Natural-language object grounding data:
━━━━━━━━━━

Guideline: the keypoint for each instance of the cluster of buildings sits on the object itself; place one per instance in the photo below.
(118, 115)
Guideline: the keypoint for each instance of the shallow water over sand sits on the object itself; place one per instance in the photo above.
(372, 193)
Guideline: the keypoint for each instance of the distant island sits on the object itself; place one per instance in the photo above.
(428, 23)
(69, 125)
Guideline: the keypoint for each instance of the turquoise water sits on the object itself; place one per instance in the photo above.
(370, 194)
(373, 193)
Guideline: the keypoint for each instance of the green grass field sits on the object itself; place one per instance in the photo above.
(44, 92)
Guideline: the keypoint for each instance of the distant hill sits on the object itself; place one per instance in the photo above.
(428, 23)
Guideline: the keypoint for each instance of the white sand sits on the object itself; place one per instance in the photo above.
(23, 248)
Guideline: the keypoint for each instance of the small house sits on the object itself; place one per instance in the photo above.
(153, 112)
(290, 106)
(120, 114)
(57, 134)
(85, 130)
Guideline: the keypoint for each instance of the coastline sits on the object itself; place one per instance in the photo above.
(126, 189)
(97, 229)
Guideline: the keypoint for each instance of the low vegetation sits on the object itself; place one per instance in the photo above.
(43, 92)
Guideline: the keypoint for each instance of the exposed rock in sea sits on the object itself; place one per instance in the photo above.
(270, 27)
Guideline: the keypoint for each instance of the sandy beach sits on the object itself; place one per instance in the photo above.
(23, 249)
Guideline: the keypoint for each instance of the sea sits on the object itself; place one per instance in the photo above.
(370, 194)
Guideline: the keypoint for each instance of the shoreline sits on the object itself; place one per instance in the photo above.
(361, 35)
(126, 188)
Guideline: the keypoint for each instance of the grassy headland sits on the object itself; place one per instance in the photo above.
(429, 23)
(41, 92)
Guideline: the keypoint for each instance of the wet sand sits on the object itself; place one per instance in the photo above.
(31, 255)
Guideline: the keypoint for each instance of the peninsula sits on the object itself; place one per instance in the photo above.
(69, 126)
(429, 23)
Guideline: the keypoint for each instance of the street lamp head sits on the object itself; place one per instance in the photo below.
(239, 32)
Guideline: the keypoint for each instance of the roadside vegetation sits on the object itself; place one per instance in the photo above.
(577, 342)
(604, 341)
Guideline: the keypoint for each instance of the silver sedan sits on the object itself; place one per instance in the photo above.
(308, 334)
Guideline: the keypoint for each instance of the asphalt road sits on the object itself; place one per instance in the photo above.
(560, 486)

━━━━━━━━━━

__Problem requirements__: Give back every record exactly.

__Output__:
Guideline: the keypoint for each instance of the cluster of buildings sits on the object itself; place one per instance in the photo below.
(118, 115)
Guideline: the keypoint for each instance of the shallow water over sand sits on the object itself; place one per instance in the photo above.
(372, 193)
Guideline: the keypoint for each instance of the distant island sits on the object itself; place one per instance in the photo above.
(428, 23)
(69, 125)
Guideline: the keypoint for each instance of the turquoise water sits on the object itself; place one per instance in the photo above.
(370, 194)
(373, 193)
Guideline: the keypoint for each instance of the green grass field sits on the object itself; place one per instance in the photo above.
(44, 92)
Guideline: the keypoint for each instance of the distant hill sits on the object itself; place one per instance in the photo above.
(428, 23)
Guideline: the keypoint for each instance of the white sand sits on the object itself; place one per instance in the photo above.
(23, 248)
Guideline: the keypoint for each instance of the small house sits on the object itself; place one per instance in the photo above.
(153, 112)
(290, 106)
(120, 114)
(57, 134)
(85, 130)
Guideline: the keypoint for each instance of the coastline sits on the object itself; place one per instance in the photo above.
(126, 189)
(97, 229)
Guideline: the keypoint for each instance of the low vegetation sits on the object itself; place one per instance in the photo above.
(43, 92)
Guideline: the keypoint for each instance of the exposed rock in sea sits on the object itself; place one per instance in the photo above.
(270, 27)
Guideline: the keypoint for each instance of the sandy beach sits on the object itself; place one per instance in the photo above.
(23, 249)
Guideline: the keypoint for each instance of the sea sits on the object itself; place one per instance in the photo above.
(370, 194)
Guideline: the keypoint for each instance of the shoreline sits on the object itself; place one per instance in the photo above.
(361, 35)
(126, 188)
Guideline: the keypoint for each instance of the grassy headland sits on the object itself; place one per instance in the photo above.
(429, 23)
(41, 92)
Guideline: the keypoint for each instance of the wet sand sits on the object itself; place one per instance in the photo above.
(31, 255)
Guideline: the keypoint for each instance of the peninsula sits on the object itself; place one per instance in the photo above.
(69, 126)
(429, 23)
Guideline: the keypoint for each instance of the street lamp head sits on the object itself; place one per instance in the photo below.
(239, 32)
Guideline: the keypoint for each instance of the roadside vegetation sits on the object itself; place one per instance in the photo above.
(577, 342)
(604, 341)
Guideline: the keypoint for each instance of the silver sedan sits on the object itself; place one per instance in the photo above.
(308, 334)
Guideline: the keypoint for each instance of the asphalt road sits on the object itself; place one per instance in the photo above.
(560, 486)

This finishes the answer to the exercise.